#### Excerto do documento:
O Joker da crise
Quando pensamos com angústia nos crimes praticados em
Denver, na estreia do último filme da saga Batman, questionamos o
significado da identificação do suspeito com o Joker. Sabemos que ambas
as personagens de banda desenhada são inviáveis e desumanas: Batman tem
poderes ilimitados para defender o bem; o Joker é absoluta e
caricaturalmente mau.
Quem não consiga imitar Batman – e ninguém o consegue
– pode ser tentado, doentiamente, a imitar o Joker. O Joker aproxima-se
daquele mal radical que Kant concebia como o reverso do bem absoluto.
Ele pretende ser o criminoso em estado puro, procurando o mal pelo mal.
Porém, não consegue ser convincente nessa procura e revela-se infantil,
frágil e ridículo.
No caso dos homicídios de
Oslo, o primeiro-ministro norueguês mostrou bem que nada mudou na
cultura do seu país, apesar da devastação do mal e da dor da comunidade.
O primeiro aniversário desses crimes hediondos foi celebrado como dia
da memória das vítimas e do triunfo do modo de vida livre e tolerante,
que o assassino, Anders Breivik, quis pôr em causa.

#### Instrução:
Cita na íntegra o texto «O Joker da crise», palavra por palavra. As entradas não têm qualquer papel nesta tarefa.

(Excertos de conjuntos de dados anotados com caixas)
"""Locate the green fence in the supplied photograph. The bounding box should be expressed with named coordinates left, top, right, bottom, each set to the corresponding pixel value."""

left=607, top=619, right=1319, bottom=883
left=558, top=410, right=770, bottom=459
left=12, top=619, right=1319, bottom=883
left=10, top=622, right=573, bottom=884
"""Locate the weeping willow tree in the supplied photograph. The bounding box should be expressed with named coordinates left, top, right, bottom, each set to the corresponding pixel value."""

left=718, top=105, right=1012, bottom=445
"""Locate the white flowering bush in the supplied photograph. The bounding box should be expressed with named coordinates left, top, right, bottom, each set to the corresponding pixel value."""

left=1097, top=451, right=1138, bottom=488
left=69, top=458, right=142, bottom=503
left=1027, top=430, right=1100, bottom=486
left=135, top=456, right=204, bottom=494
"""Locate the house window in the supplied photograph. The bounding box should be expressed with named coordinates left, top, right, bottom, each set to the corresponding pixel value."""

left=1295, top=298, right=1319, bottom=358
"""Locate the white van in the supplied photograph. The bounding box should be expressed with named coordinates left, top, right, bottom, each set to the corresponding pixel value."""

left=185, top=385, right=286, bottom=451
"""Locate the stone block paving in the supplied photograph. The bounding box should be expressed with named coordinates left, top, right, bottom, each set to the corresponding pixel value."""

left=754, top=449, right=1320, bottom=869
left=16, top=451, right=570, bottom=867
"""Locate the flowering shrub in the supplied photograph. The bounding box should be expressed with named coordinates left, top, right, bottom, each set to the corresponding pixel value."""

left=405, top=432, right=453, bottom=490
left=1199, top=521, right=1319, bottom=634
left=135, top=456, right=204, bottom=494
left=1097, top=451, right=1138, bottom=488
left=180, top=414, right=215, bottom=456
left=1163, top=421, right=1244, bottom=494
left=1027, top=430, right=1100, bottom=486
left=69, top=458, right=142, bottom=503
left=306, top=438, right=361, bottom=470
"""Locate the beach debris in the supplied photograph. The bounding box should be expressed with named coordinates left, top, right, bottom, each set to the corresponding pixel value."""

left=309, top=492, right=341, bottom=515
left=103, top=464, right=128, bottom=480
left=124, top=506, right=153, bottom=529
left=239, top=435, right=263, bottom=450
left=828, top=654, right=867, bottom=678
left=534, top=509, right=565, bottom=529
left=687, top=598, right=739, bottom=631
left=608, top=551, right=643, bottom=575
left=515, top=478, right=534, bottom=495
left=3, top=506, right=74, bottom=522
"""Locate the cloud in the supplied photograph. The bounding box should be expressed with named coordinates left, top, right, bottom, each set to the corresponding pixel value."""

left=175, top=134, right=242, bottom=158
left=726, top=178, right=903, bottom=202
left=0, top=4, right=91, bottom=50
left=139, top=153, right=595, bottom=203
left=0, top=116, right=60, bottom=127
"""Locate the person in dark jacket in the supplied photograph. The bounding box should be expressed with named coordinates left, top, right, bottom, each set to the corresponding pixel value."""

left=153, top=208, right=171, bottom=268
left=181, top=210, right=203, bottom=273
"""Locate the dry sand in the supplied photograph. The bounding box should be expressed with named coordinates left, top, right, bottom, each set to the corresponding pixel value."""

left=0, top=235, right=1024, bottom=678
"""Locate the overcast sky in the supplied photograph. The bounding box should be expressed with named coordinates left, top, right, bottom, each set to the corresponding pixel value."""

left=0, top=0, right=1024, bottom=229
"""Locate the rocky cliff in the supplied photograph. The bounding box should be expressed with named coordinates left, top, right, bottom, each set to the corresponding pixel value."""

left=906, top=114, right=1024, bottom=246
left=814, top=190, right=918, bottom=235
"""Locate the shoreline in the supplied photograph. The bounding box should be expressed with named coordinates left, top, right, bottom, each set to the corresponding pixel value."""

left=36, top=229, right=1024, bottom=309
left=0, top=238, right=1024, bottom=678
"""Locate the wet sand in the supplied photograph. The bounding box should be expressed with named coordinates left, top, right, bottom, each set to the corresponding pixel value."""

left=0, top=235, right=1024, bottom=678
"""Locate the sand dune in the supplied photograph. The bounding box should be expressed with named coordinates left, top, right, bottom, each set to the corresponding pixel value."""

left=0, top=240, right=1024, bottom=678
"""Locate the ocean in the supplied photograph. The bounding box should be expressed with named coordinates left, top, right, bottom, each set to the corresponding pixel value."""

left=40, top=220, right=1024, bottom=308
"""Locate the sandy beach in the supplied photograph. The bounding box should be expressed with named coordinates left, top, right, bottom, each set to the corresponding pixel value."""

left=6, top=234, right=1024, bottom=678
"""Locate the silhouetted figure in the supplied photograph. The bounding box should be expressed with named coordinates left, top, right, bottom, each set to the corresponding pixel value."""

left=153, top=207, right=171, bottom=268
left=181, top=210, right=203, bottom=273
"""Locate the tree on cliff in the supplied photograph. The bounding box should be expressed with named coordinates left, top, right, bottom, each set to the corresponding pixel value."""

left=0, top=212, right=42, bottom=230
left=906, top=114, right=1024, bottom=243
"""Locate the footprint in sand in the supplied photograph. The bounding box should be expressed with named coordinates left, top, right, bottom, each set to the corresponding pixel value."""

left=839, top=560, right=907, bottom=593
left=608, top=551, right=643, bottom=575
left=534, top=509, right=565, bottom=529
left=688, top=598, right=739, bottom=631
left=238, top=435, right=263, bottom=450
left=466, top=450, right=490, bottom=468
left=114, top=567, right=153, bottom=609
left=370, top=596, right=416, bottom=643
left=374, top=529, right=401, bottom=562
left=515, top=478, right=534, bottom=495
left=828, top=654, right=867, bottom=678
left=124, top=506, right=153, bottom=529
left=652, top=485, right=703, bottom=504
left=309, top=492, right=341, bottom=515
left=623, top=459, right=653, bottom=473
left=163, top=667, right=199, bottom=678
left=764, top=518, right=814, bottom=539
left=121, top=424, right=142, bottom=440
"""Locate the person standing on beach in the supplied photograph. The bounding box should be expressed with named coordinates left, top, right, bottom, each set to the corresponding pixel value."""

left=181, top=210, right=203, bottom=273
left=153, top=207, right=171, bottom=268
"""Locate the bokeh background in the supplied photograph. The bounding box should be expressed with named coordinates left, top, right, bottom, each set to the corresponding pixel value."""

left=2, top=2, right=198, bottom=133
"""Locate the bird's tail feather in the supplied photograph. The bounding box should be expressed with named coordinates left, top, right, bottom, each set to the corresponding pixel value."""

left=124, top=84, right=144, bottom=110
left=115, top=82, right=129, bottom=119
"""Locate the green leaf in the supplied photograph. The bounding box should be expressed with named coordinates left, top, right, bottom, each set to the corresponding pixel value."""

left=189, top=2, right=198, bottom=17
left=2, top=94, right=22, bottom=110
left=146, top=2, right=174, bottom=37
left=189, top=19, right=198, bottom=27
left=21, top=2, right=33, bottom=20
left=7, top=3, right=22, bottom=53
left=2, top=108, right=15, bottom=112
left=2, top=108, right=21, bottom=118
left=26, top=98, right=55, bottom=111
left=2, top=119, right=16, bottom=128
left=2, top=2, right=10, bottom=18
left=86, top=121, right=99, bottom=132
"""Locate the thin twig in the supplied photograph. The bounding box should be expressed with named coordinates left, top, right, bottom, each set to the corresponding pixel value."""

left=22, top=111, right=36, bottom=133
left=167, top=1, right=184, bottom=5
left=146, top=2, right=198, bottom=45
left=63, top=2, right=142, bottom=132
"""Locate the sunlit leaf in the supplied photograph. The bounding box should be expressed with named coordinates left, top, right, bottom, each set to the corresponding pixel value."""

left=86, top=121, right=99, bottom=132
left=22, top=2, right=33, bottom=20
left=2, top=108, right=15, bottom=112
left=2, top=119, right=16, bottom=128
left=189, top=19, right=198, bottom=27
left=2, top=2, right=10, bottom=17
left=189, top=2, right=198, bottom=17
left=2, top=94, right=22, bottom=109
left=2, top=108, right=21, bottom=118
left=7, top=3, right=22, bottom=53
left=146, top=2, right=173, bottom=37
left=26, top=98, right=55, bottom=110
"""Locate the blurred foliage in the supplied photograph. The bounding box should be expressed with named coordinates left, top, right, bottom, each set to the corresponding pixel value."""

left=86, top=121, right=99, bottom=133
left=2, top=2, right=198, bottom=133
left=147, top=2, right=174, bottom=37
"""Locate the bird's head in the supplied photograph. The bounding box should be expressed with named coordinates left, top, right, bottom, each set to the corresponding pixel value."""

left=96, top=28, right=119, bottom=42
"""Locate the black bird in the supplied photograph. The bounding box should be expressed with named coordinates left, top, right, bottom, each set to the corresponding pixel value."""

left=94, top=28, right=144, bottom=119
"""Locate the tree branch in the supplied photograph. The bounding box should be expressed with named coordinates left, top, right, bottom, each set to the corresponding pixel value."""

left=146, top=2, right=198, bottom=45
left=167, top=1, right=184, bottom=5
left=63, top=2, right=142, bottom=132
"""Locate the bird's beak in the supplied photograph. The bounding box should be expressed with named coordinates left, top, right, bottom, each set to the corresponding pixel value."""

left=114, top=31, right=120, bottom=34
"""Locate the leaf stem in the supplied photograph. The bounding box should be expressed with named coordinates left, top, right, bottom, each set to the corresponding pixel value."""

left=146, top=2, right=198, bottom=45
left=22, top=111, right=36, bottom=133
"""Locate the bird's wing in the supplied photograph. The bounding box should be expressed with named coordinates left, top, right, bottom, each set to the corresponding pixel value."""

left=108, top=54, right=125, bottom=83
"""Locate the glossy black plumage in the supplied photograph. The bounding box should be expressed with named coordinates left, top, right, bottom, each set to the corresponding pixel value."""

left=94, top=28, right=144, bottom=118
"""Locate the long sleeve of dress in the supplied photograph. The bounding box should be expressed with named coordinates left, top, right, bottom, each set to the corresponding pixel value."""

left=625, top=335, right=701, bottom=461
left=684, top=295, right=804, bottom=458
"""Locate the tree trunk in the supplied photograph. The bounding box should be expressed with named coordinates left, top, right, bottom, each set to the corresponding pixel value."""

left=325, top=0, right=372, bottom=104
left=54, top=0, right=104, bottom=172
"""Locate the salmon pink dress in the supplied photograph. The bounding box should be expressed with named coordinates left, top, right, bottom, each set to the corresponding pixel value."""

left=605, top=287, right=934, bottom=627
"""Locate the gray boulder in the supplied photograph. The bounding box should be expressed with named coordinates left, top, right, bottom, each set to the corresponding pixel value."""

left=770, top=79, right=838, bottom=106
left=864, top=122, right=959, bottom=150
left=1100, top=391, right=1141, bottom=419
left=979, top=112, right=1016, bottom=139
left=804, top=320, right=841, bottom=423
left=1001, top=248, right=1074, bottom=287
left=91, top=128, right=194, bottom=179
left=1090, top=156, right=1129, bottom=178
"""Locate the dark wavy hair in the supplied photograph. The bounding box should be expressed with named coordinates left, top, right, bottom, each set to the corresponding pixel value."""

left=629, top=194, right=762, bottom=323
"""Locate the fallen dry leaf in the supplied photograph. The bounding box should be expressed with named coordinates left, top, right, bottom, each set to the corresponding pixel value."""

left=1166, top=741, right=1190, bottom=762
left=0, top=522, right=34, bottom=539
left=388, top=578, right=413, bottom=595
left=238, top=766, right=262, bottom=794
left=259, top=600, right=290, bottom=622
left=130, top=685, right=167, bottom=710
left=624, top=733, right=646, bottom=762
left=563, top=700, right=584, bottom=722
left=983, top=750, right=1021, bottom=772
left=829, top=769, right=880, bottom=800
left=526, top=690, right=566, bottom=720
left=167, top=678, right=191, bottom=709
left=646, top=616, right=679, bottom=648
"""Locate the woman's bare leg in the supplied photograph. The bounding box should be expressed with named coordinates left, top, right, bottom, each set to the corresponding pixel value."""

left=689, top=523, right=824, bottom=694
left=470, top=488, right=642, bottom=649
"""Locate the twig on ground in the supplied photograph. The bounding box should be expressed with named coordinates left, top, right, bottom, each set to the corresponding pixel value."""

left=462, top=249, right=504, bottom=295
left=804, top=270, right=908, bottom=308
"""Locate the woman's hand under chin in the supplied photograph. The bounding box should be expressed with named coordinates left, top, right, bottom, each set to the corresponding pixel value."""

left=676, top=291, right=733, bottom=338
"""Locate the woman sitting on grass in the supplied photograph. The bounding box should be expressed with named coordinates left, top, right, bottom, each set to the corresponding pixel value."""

#### Resposta escrita:
O Joker da crise
Quando pensamos com angústia nos crimes praticados em
Denver, na estreia do último filme da saga Batman, questionamos o
significado da identificação do suspeito com o Joker. Sabemos que ambas
as personagens de banda desenhada são inviáveis e desumanas: Batman tem
poderes ilimitados para defender o bem; o Joker é absoluta e
caricaturalmente mau.
Quem não consiga imitar Batman – e ninguém o consegue
– pode ser tentado, doentiamente, a imitar o Joker. O Joker aproxima-se
daquele mal radical que Kant concebia como o reverso do bem absoluto.
Ele pretende ser o criminoso em estado puro, procurando o mal pelo mal.
Porém, não consegue ser convincente nessa procura e revela-se infantil,
frágil e ridículo.
No caso dos homicídios de
Oslo, o primeiro-ministro norueguês mostrou bem que nada mudou na
cultura do seu país, apesar da devastação do mal e da dor da comunidade.
O primeiro aniversário desses crimes hediondos foi celebrado como dia
da memória das vítimas e do triunfo do modo de vida livre e tolerante,
que o assassino, Anders Breivik, quis pôr em causa.